PROBLEM TO SOLVE:
Please give again, word for word, each line that falls between the line with "job | pin one point per instance of the quay" and the end of the data, inclusive.

Natural-language object grounding data:
= Beginning of Section =
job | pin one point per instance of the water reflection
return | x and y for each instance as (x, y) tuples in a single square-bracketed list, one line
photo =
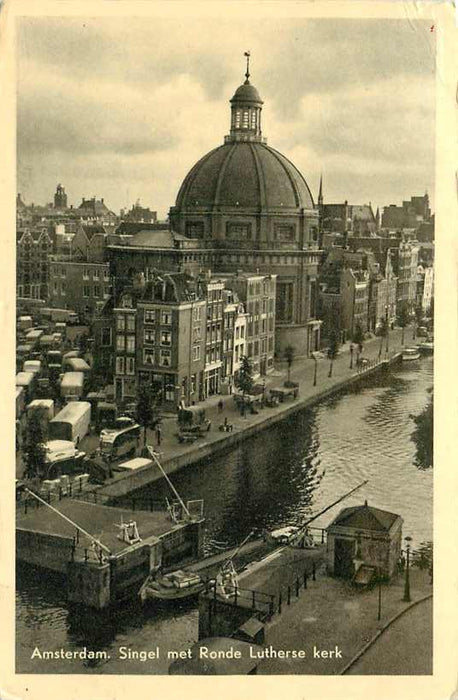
[(292, 470)]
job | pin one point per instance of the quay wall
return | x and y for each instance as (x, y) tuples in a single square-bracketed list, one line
[(131, 482), (43, 549)]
= End of Section =
EXERCISE OUTPUT:
job | pin one point per instance of the quay wall
return | x and y for each instance as (x, y) tuples in a single square-bracketed list, one line
[(131, 482), (43, 549)]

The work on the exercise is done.